Rewrite all of the data below, replacing "marker" with "pin" and keeping everything else unchanged. Leave the pictures out of your answer.
--- start of Data in this exercise ---
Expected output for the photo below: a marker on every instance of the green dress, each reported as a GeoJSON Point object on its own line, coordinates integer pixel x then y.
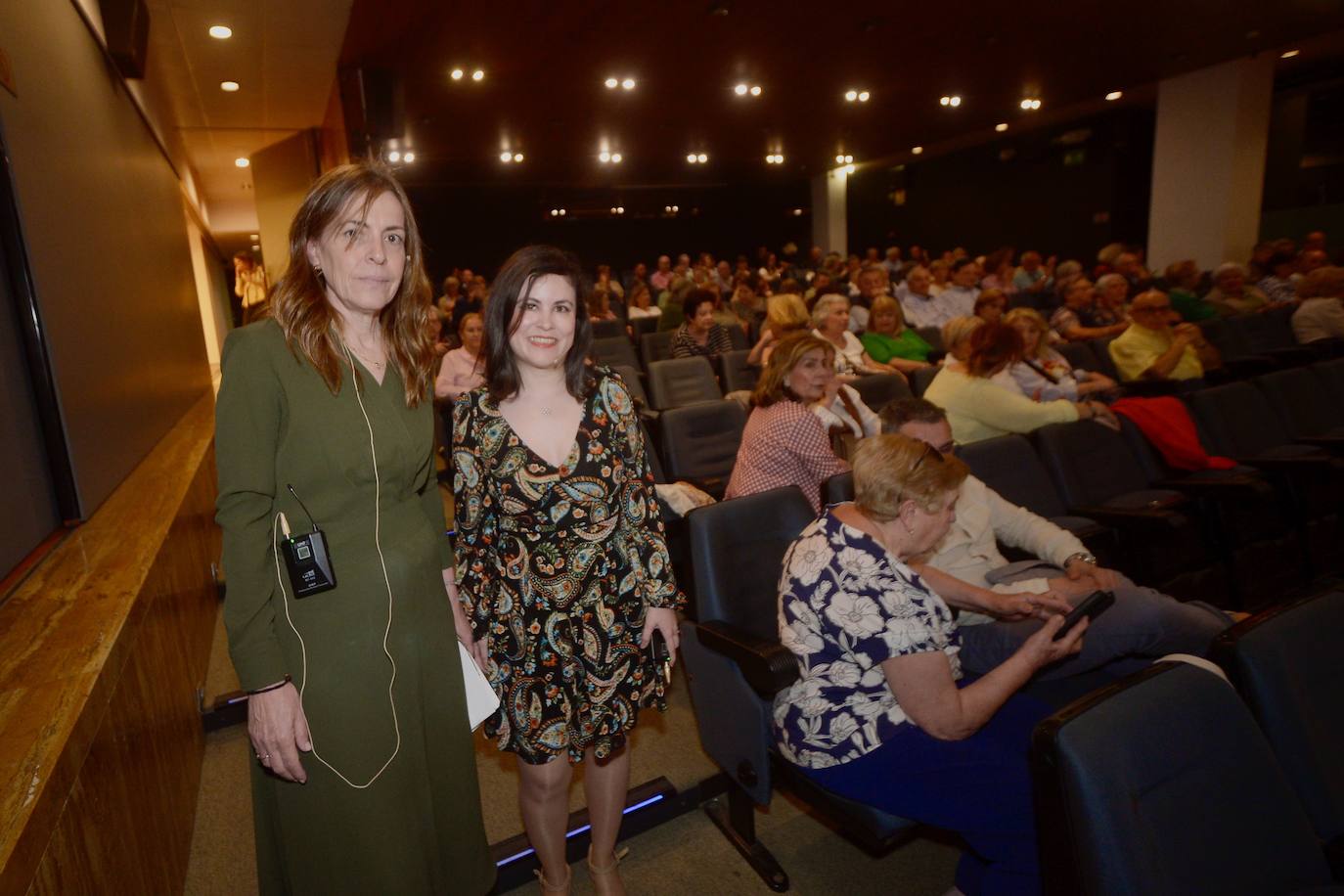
{"type": "Point", "coordinates": [417, 829]}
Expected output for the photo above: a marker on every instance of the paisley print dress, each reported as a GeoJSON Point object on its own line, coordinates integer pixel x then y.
{"type": "Point", "coordinates": [556, 567]}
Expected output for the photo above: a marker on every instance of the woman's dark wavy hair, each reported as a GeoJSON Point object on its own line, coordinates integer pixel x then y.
{"type": "Point", "coordinates": [510, 289]}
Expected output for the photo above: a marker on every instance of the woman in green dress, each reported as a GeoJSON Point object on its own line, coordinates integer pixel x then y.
{"type": "Point", "coordinates": [563, 565]}
{"type": "Point", "coordinates": [365, 780]}
{"type": "Point", "coordinates": [888, 340]}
--- end of Data in this exercise ---
## Written response
Expected output for the photo below: a pin on every instance of the green dress, each reported as a GeoJSON Point object on its own line, coordinates integer pixel x then y.
{"type": "Point", "coordinates": [417, 829]}
Expected output for the photo above: a pin on every instance of the paisley print dress, each reported as a GeoJSON Point object on its own line, coordinates integer pixel x then y.
{"type": "Point", "coordinates": [556, 567]}
Expected output for the photo above: a pin on every instance of the woman's dark wavy hair, each reported as a GeoJSON Point object on its own line, coordinates integer pixel x then y.
{"type": "Point", "coordinates": [510, 289]}
Expected output for the photo above: a pin on every instance of the woman in green dress, each reported as a GeoJSON Point object on its own line, coordinates integer pixel x then y.
{"type": "Point", "coordinates": [563, 565]}
{"type": "Point", "coordinates": [365, 780]}
{"type": "Point", "coordinates": [888, 340]}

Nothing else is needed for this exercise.